• Your instructions:
Keep the pictures out and restate every record exactly.
>> start Given information
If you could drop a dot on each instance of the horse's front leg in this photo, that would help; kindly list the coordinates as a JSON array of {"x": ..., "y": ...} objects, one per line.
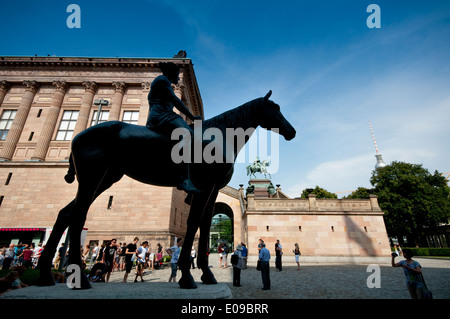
[{"x": 45, "y": 261}]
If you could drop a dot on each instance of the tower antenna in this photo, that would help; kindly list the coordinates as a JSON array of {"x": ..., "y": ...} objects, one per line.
[
  {"x": 380, "y": 162},
  {"x": 373, "y": 137}
]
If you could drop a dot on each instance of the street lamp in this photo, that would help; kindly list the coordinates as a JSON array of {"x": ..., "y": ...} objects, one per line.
[{"x": 100, "y": 103}]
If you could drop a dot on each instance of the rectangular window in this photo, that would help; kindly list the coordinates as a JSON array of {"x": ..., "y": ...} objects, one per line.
[
  {"x": 6, "y": 122},
  {"x": 67, "y": 126},
  {"x": 104, "y": 115},
  {"x": 8, "y": 179},
  {"x": 130, "y": 117},
  {"x": 110, "y": 202}
]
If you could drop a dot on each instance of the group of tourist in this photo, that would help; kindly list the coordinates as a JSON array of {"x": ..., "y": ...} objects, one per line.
[
  {"x": 20, "y": 255},
  {"x": 122, "y": 257},
  {"x": 240, "y": 256}
]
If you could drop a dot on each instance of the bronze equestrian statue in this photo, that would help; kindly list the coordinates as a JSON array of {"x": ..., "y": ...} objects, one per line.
[{"x": 103, "y": 153}]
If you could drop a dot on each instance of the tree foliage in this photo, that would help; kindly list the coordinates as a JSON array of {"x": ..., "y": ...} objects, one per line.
[
  {"x": 411, "y": 197},
  {"x": 319, "y": 192},
  {"x": 360, "y": 193}
]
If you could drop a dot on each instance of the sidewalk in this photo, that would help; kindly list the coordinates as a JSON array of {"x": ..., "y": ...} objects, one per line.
[{"x": 313, "y": 281}]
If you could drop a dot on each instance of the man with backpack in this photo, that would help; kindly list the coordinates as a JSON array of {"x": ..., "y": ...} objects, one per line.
[{"x": 236, "y": 261}]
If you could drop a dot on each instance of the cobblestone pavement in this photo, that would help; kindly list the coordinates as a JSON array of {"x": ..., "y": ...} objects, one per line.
[{"x": 317, "y": 280}]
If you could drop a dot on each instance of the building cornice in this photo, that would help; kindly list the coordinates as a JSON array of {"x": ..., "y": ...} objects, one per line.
[{"x": 91, "y": 64}]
>> end Given information
• Worked solution:
If you could drop a dot on each instance of the horse's front leg in this photo, that would help; kindly list the coordinates as a JSON array of {"x": ..., "y": ...} objects, one per line.
[{"x": 45, "y": 261}]
If you could drop a dot on each instance of the tower antenna in this photo, that would help; kindly list the coordinates as a JSON array of {"x": ..., "y": ...} objects, one per line.
[
  {"x": 380, "y": 162},
  {"x": 373, "y": 137}
]
If you could drop a dot on each instance of the street lamp in this photo, that would help; kindly list the coordinates as a JSON array of {"x": ..., "y": ...} objects, one per line.
[{"x": 100, "y": 103}]
If you could drop a dot on each instance of the rectangular window in this photo, that would help; kindly list the coordinates as a JSON array of {"x": ..., "y": ...} objects, one per line.
[
  {"x": 6, "y": 122},
  {"x": 67, "y": 126},
  {"x": 104, "y": 115},
  {"x": 8, "y": 179},
  {"x": 130, "y": 117},
  {"x": 110, "y": 202}
]
If you could drop a dot on each instance of the group of tourist in this photo, that would help; kindly list the coordinates as a JSON array of {"x": ..., "y": ...} objects, one per line.
[
  {"x": 20, "y": 255},
  {"x": 122, "y": 257},
  {"x": 240, "y": 256}
]
If you could drop a dot on each instance of the bronze equestrian statue in this photo, that would help; kindly list the coordinates as a JSON array of {"x": ..., "y": ...} objects, one per line.
[{"x": 103, "y": 153}]
If you could drop a dot on each instance of the tree foliage in this photo, that would help; kindly list the coordinates as a JSON array of {"x": ..., "y": ...} objects, one per line.
[
  {"x": 411, "y": 197},
  {"x": 319, "y": 192},
  {"x": 360, "y": 193}
]
If you could drop a dot on each instance of the sidewalk in this photo, that would help; kindly list the coordinates as a JSON array of {"x": ..., "y": ...} objects, one per line.
[{"x": 313, "y": 281}]
If you could drop a dot on each instance of the man with backpack in this photo, that would help; kindly list the coordinates as a JSON array of {"x": ..., "y": ...} objects, one per line.
[{"x": 236, "y": 261}]
If you could drop a dot on each instance of the cobblestone pavement in this photo, that would help; kindly list the coordinates as a JSON array of {"x": ..., "y": ...} objects, one per line.
[{"x": 317, "y": 280}]
If you could drop a dot on each instance of the building cornice in this photo, that would help; kindly list the coordinates as a JSON array of {"x": ..., "y": ...} objects, one per line.
[{"x": 91, "y": 64}]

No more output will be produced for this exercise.